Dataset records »
----

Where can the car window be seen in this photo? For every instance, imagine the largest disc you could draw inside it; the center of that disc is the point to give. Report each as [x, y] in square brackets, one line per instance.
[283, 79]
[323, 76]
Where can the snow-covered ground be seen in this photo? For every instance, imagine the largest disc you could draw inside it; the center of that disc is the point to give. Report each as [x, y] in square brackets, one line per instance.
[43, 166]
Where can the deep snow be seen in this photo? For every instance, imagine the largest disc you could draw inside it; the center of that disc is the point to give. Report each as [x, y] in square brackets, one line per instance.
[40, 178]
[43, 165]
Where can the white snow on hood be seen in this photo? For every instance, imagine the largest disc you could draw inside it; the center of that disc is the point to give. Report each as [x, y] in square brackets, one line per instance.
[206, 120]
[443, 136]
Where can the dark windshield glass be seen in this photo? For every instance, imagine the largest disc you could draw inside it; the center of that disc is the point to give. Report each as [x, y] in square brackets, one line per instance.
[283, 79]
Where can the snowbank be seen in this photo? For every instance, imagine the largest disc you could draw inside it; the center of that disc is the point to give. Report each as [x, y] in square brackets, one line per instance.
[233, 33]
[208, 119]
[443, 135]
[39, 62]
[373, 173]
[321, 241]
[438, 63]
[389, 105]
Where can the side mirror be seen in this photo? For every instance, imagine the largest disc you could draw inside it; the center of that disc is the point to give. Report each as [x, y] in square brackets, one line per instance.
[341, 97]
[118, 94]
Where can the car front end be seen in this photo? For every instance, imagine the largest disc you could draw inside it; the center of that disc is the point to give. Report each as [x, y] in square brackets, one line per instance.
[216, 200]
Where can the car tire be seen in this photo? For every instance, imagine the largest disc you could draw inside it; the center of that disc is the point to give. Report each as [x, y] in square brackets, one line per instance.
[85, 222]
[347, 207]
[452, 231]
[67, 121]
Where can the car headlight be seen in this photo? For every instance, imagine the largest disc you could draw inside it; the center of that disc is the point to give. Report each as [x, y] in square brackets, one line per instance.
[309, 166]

----

WHAT TO DO »
Can you write out all the lines above again, substituting "biggest circle" for every "largest disc" and keeping everything else the same?

SOLUTION BELOW »
Where can the car window be seen in this photo? For every instance, imagine the biggest circle you could draw inside it; the center of that disc is the point to give. Report each as [x, y] in square brackets, one line per instance.
[283, 79]
[323, 76]
Where can the snow-covered ground be seen in this photo? For every instance, imagine the biggest circle you could draw inside it; the center of that disc is the point to give. Report each as [x, y] in square brackets, one line per instance.
[43, 166]
Where can the deep snow be seen in this photo? For every instance, imagine the biggest circle you could draw inside it; the center of that disc is the point to give. Report each as [x, y] in square brackets, one line per instance.
[40, 178]
[43, 165]
Where can the white snow on hood be seen in this photo? For every instance, imagine the biggest circle you could draw inside it; the center of that disc is the point to give. Report each as [x, y] in square brackets, one line per instance.
[206, 120]
[443, 136]
Where can the dark windshield glass be seen in this photo? For every instance, imagine the biggest circle you could draw inside it; the center of that disc is the point to give. Report each as [x, y] in square brackets, one line per instance.
[283, 79]
Where can the snowbank be seen in this photo? For every instance, imagine the biggest circle you could draw inside it; the center of that disc is the point to give. Report each as [x, y] in square brackets, one line per instance.
[233, 33]
[208, 119]
[443, 135]
[39, 62]
[373, 173]
[321, 241]
[438, 63]
[389, 105]
Where can the side mirror be seen in this photo? For every instance, imagine the biggest circle you could draw inside it; the center of that disc is the point to give. Report each as [x, y] in square brackets, one line per instance.
[341, 97]
[118, 94]
Where can the car front end be seen in this photo? For every instance, imagine the biggest circle you could draw inside it; the center of that disc is the point to give. Report each as [x, y] in square brackets, one line per instance.
[216, 200]
Where can the car tire be seen in this photo? For every instance, imagine the biggest circle you could draw inside it; the center of that disc is the point to give. Report each as [x, y] in square brackets, one line per instance.
[85, 222]
[347, 207]
[452, 231]
[67, 121]
Where can the car headlight be seen in this photo? For every instance, imagine the biggest circle you could draw inside it; the center of that disc is the point to give. Report each as [x, y] in square brackets, one line per instance.
[309, 166]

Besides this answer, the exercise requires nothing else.